→ ZU ERLEDIGENDE AUFGABEN
1. Zähle alle Läsionen auf, die der Textauszug über das odontogene Myxom für die radiologische Differenzialdiagnose anführt.
2. Gib aus dem Textauszug über das odontogene Myxom wortgetreu alles von „Auch wenn das“ bis hinunter zu „et al., 2004].“ wieder.

→ TEXTAUSZUG

Auch wenn das odontogene Myxom definitionsgemäß als gutartig eingestuft wird, zeigt es häufig ein lokal-aggressives Wachstum und eine hohe Rezidivneigung [Leiser et al., 2009]. Die Lokalrezidivrate liegt dabei zwischen 10 und 33 Prozent [Sato et al., 2019]. Die aggressive Infiltration stellt insofern ein Risiko dar, als dass das Wachstum meist längere Zeit asymptomatisch verläuft und die Patienten somit erst bei fortgeschrittenen Befunden ihren Arzt aufsuchen. Hierbei geben Betroffene Symptome wie Schmerzen, Gefühlsstörungen (Hyp- und Parästhesien) und Zahnlockerungen an. Klinisch imponiert häufig ein Nebeneinander von Weichgewebeproliferationen und Ulzerationen mit Invasion der benachbarten weichgewebigen Strukturen [Simon et al., 2004].

Das röntgenologische Erscheinungsbild ist variabel und reicht von unilokulären, röntgentransparenten Befunden bis zu multilokulären oder auch wabenartigen Manifestationen, wodurch die Abgrenzung von anderen odontogenen Läsionen erschwert wird. Zur Darstellung der intraossären Ausdehnung und der angrenzenden Weichgewebebeteiligung sind die Computertomografie und die Magnetresonanztomografie der konventionellen Röntgenbildgebung überlegen und verbessern die radiologische Differenzialdiagnose zu einem odontogenen Fibrom, einem ameloblastischen Fibrom, einem Odontom oder einem Ameloblastom [Boffano et al., 2011]. Im Unterkiefer sind speziell die Molarenregionen Prädilektionsstellen für Myxome [Simon et al., 2004; Buchner et al., 2006]. Eine kortikale Expansion oder auch eine Perforation der Kieferknochen sind in der Regel Kennzeichen von odontogenen Myxomen. Entgegen einem destruierend wachsenden Prozess zersetzen sie den umgebenden Knochen und das Weichgewebe durch Expansion. So besitzen sie keine Kapsel und sind schlecht abgrenzbar. Mikroskopisch zeigt sich reichlich vorhandenes mucoides und myxoides Stroma mit zufällig orientierten spindel- oder sternförmigen Zellen [Martínez-Mata et al., 2008].

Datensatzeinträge
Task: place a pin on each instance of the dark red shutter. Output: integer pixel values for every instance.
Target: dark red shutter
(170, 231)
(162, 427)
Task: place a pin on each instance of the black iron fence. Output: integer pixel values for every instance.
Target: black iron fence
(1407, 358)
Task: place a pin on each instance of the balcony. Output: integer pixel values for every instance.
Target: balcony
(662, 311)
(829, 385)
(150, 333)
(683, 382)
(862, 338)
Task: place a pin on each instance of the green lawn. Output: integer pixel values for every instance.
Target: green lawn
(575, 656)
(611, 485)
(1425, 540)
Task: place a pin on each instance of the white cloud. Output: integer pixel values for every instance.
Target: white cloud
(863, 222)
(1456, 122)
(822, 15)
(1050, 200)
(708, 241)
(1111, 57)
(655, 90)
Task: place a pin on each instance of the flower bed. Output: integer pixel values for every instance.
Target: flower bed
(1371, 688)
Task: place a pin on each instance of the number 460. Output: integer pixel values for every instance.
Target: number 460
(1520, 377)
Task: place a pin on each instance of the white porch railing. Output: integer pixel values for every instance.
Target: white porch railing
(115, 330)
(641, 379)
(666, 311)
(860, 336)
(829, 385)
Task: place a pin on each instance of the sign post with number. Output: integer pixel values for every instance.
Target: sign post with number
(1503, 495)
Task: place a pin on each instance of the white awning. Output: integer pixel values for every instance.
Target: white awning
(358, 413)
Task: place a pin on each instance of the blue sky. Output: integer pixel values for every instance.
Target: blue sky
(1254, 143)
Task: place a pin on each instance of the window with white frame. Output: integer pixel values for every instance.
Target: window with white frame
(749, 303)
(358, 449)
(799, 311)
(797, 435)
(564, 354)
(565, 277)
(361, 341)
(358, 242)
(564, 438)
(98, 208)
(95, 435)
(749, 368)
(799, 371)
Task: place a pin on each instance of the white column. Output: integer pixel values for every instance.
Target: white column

→ GEORDNETE LÖSUNGEN
1. Das odontogene Fibrom, das ameloblastische Fibrom, das Odontom und das Ameloblastom werden angeführt.

2.
Auch wenn das odontogene Myxom definitionsgemäß als gutartig eingestuft wird, zeigt es häufig ein lokal-aggressives Wachstum und eine hohe Rezidivneigung [Leiser et al., 2009]. Die Lokalrezidivrate liegt dabei zwischen 10 und 33 Prozent [Sato et al., 2019]. Die aggressive Infiltration stellt insofern ein Risiko dar, als dass das Wachstum meist längere Zeit asymptomatisch verläuft und die Patienten somit erst bei fortgeschrittenen Befunden ihren Arzt aufsuchen. Hierbei geben Betroffene Symptome wie Schmerzen, Gefühlsstörungen (Hyp- und Parästhesien) und Zahnlockerungen an. Klinisch imponiert häufig ein Nebeneinander von Weichgewebeproliferationen und Ulzerationen mit Invasion der benachbarten weichgewebigen Strukturen [Simon et al., 2004].